_REQUESTS_
a - Rewrite the capacitance passage from "Write an equation" up to and including "of 12 volts.", changing "textbooks" to "reference books".
b - According to the notes in the capacitance passage, when can the equation relating charge, capacitance, and voltage be very useful?

_PASSAGE GIVEN_
Learning Electronics

Learning Electronics

Learn to build electronic circuits

Capacitance

Question 1:


Write an equation describing the precise mathematical relationship between electric charge (Q), capacitance (C), and voltage (V).
All I'll reveal here is that charge is directly proportional to both voltage and capacitance. This equation is an easy one to find on your own, by researching through various electronics textbooks!
Follow-up question: calculate the amount of charge stored in a 330 mF capacitor charged with a voltage of 12 volts.

Notes:
This is one of those equations usually discussed somewhere in the first few months of basic electronics education, and promptly forgotten by most. It can be very useful, however, when dealing with charge pumps and other switched-capacitor circuitry.


Question 2:


How does the rate of charge flow (current) into and out of a capacitor relate to the amount of voltage across its terminals? How does the rate of water flow into and out of a vessel relate to the amount of water stored in that vessel?


Rather than simply give you an answer here, I'll let you figure this out for yourself. Think very carefully about the water-in-a-vessel analogy when answering this question! Fill a glass with water, if necessary, to gain an intuitive understanding of these quantities.

_DATA EXTRACT_

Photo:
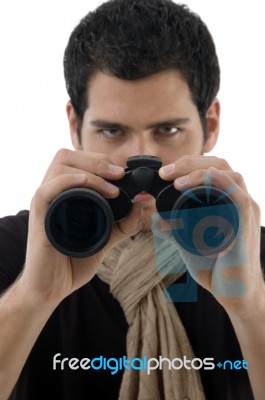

_RESULTS FOR THE EXERCISE_
a -
Write an equation describing the precise mathematical relationship between electric charge (Q), capacitance (C), and voltage (V).
All I'll reveal here is that charge is directly proportional to both voltage and capacitance. This equation is an easy one to find on your own, by researching through various electronics reference books!
Follow-up question: calculate the amount of charge stored in a 330 mF capacitor charged with a voltage of 12 volts.

b - It can be very useful when dealing with charge pumps and other switched-capacitor circuitry.